---- Stored data
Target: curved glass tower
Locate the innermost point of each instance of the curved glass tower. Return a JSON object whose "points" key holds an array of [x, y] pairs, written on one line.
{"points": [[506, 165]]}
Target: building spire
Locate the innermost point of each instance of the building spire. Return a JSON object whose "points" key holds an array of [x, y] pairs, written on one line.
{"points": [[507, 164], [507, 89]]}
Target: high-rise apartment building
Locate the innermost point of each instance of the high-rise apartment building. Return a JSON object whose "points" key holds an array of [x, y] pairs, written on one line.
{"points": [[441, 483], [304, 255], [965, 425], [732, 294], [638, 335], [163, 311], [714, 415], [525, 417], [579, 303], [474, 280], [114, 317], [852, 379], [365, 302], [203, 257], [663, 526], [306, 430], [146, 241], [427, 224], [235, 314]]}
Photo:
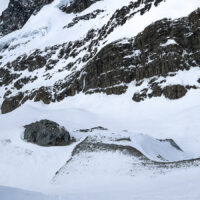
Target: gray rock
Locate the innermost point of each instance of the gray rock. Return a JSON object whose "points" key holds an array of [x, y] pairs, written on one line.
{"points": [[46, 133]]}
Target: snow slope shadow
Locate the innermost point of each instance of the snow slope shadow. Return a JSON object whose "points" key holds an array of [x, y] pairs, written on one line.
{"points": [[100, 155]]}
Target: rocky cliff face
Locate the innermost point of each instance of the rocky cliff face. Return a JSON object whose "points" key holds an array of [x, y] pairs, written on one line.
{"points": [[18, 13], [151, 60]]}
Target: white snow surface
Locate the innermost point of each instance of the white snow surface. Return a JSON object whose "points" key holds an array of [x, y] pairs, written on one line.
{"points": [[31, 167], [3, 5]]}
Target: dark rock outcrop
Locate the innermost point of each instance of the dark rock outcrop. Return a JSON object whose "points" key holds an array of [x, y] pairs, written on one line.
{"points": [[46, 133], [18, 13], [160, 51], [174, 91]]}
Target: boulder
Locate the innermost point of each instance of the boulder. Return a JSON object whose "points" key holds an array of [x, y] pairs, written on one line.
{"points": [[46, 133]]}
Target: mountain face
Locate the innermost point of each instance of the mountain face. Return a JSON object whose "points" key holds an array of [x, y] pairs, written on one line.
{"points": [[99, 99], [90, 63]]}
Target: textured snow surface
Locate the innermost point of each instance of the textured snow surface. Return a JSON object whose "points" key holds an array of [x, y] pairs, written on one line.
{"points": [[3, 5], [31, 167]]}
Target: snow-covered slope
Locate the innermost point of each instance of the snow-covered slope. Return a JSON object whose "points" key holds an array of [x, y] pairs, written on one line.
{"points": [[124, 80], [4, 5]]}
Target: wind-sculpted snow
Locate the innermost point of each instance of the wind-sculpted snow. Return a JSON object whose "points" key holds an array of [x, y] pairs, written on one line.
{"points": [[122, 77], [80, 66]]}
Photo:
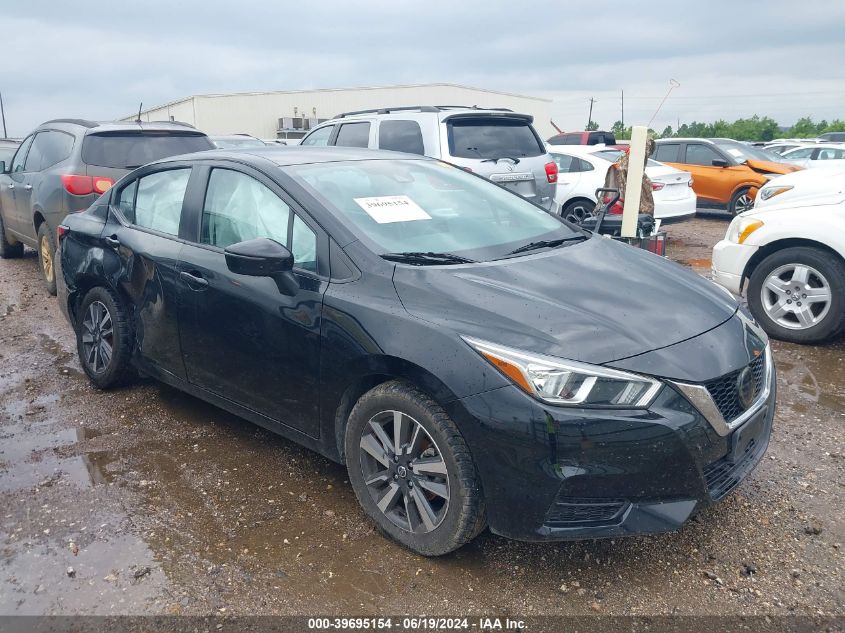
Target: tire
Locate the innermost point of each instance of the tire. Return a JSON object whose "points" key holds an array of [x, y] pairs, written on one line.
{"points": [[778, 289], [100, 308], [46, 257], [740, 201], [8, 250], [405, 486], [578, 210]]}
--------
◆ Task details
Beginning at the first line of the listing, print each line exactly until and including the one that has "Target: rocky cliff face"; skip pictures.

◆ Response
Target: curved glass tower
Locate the innermost point of each instance of the curved glass tower. Return a JSON object whose "points" key holds an array of [x, y] pairs, written on one line.
{"points": [[506, 165]]}
Target: building spire
Locate the innermost point of each instance of the building spire. Return a JSON object whose "points" key holds an array of [x, y] pairs, written on one line.
{"points": [[507, 164], [507, 89]]}
Target: high-rise apartment building
Locate the innermost point of each instance of the high-rise apartment building. Return a JSON object whose "points" key holds an array of [x, y] pairs, written on one line.
{"points": [[441, 483], [304, 255], [965, 425], [732, 294], [638, 335], [163, 311], [714, 415], [525, 417], [579, 303], [474, 280], [114, 317], [852, 379], [365, 302], [203, 257], [663, 526], [306, 430], [146, 241], [427, 224], [235, 314]]}
Photo:
Target: gray rock
Locate the innermost point of each instance of the gray rock. Return a JSON object whose "points" key holds an array of [x, y] pairs, written on one line.
{"points": [[46, 133]]}
Target: snow slope shadow
Locate the innermost point of each instance of the snow slope shadow. Return a JSON object whose "points" key holds an array of [x, y] pairs, written on one line.
{"points": [[100, 155]]}
Target: rocky cliff face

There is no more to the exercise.